WHAT IS ASKED: Put every item below into a two-column CSV with the header instruction,keypoints and one row per item. Each row holds the item's text and its answer, each in its own quoted field with line breaks turned into spaces, and the pictures are left out.

(Point annotations for photos)
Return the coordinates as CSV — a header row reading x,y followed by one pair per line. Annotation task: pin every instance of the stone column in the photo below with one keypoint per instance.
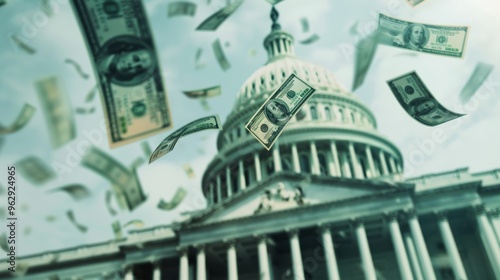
x,y
298,269
451,247
335,157
314,157
364,251
184,265
258,171
490,240
241,175
232,266
201,270
228,182
371,165
413,257
295,158
422,252
263,259
381,155
330,259
399,247
277,157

EXERCISE RESPONSE:
instruction,keypoints
"Return the coordinates as CSV — a header row reading x,y followed by one pair per line. Annotation task: pin every instance of the stone column in the photo below with one keypoint per instance.","x,y 298,269 451,247 335,157 314,157 364,251 184,265 258,171 490,240 241,175 232,266 201,270 228,182 371,165 413,257 295,158 422,252 263,259 381,155 330,259 399,247 277,157"